● **PAGE TEXT**
____
Reputation: 463
I'm looking for a way to make a computation over two grouped_by variables:
Age <- sample(c("4", "5", "6", "adult"), 20, replace = TRUE)
letter <- sample(c("a", "c", "d"), 20, replace = TRUE)
measurement <- sample(1.5:50.5, 20, replace = TRUE)
df <- data_frame(Age, letter, measurement)
I want to group_by Age and letter
df2 <- df %>%
group_by(Age, letter)
but then I want to calculate the difference between the median measurement from one subset of Age and another:
df2 <- df %>%
group_by(Age, letter) %>%
mutate(diff = median(measurement[Age=='adult']) - median(measurement[Age!='adult']))
I want the difference between 'measurement' (from adults) and 'measurement' (from each age group) for each age group and letter combination. I currently generate NAs; my approach is not correct. There must be a better way.
Upvotes: 2
Views: 1306
Reputation: 8117
You can calculate the median for the adults first:
adultMedian <- df %>%
filter(Age == "adult") %>%
summarise(adultMedian = median(measurement)) %>%
pull()
df %>%
group_by(Age, letter) %>%
mutate(diff = median(measurement) - adultMedian)
Which results in
Age letter measurement diff
<chr> <chr> <dbl> <dbl>
1 5 a 9.5 -15
2 adult c 24.5 -5
3 5 c 12.5 -12
4 6 d 18.5 6
5 adult a 27.5 3
6 adult d 37.5 3.5
7 4 c 11.5 0.5
8 6 d 31.5 6
9 5 c 32.5 -12
10 6 c 18.5 -6
11 5 d 49.5 25
12 4 d 50.5 26
13 4 c 38.5 0.5
14 6 d 30.5 6
15 adult c 4.5 -5
16 adult c 14.5 -5
17 5 c 7.5 -12
18 4 a 24.5 0
19 adult c 49.5 -5
20 adult d 18.5 3.5
Upvotes: 0
Reputation: 8484
If I understood your question correctly, you want to compute a difference between a fixed value (the median among adults) and a value that varies across groups.
____
Continue the R thread on grouped median differences above, starting right after its final sentence.

● **ENTRIES**
____
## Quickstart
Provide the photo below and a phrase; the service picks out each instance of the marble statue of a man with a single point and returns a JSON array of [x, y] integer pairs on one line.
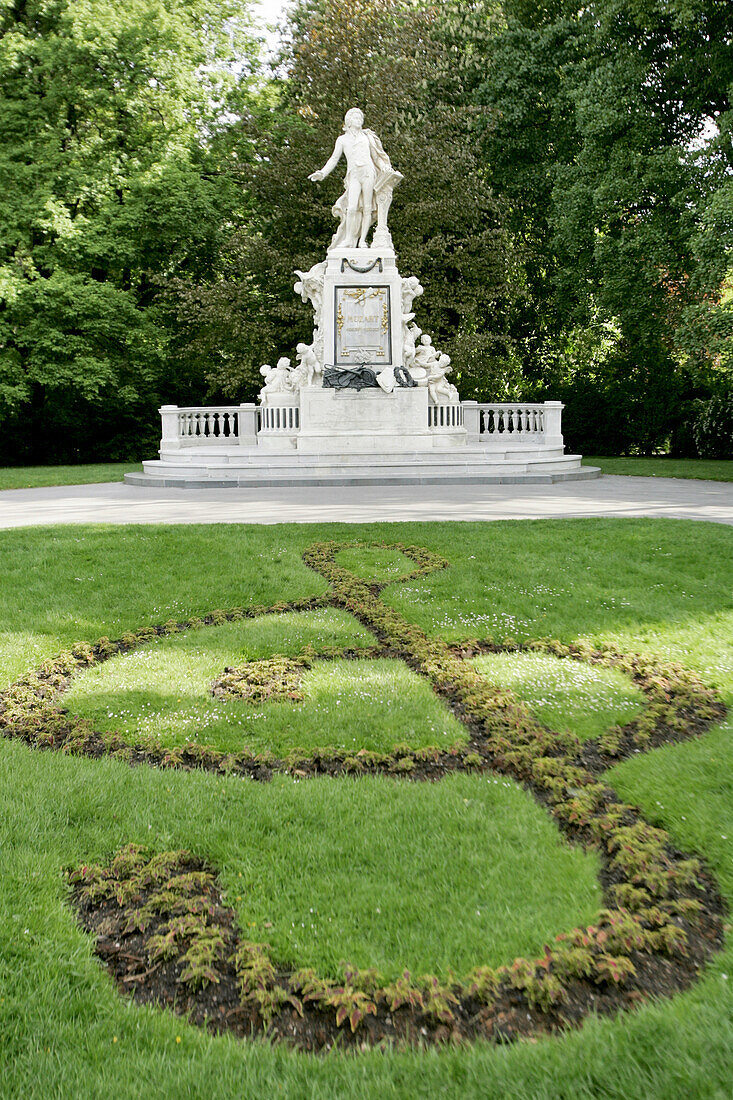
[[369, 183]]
____
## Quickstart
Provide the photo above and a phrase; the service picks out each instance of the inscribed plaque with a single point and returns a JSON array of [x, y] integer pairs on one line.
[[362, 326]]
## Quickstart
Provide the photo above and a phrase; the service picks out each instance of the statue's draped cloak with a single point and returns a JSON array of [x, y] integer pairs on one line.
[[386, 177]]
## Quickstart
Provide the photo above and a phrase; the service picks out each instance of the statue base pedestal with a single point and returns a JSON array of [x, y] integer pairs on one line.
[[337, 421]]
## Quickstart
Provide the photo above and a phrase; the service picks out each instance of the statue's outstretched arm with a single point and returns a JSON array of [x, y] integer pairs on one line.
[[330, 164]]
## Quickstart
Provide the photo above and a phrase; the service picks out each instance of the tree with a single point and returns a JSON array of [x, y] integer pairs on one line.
____
● **RESULT OF THE TASK**
Since the dataframe is grouped, you need to use the original dataframe in the calculus. Also, as you want only one value for each group, you don't want to mutate
but to summarise
:
df %>%
group_by(Age, letter) %>%
summarise(diff = median(measurement) - median(df$measurement[df$Age=='adult'])
Alternatively, if you want to stick to the dplyr
pipeline, you could first mutate a dummy variable which holds the median, and then use the first occurrence of this variable in the summarise call.
df %>%
#group_by(letter) %>% #might also be interesting
mutate(dummy=median(measurement[Age=='adult'])) %>%
group_by(Age, letter) %>%
summarise(diff = median(measurement) - dummy[1]))
This might be less optimized, but it allows to group before calculating the fixed median, which might be interesting too.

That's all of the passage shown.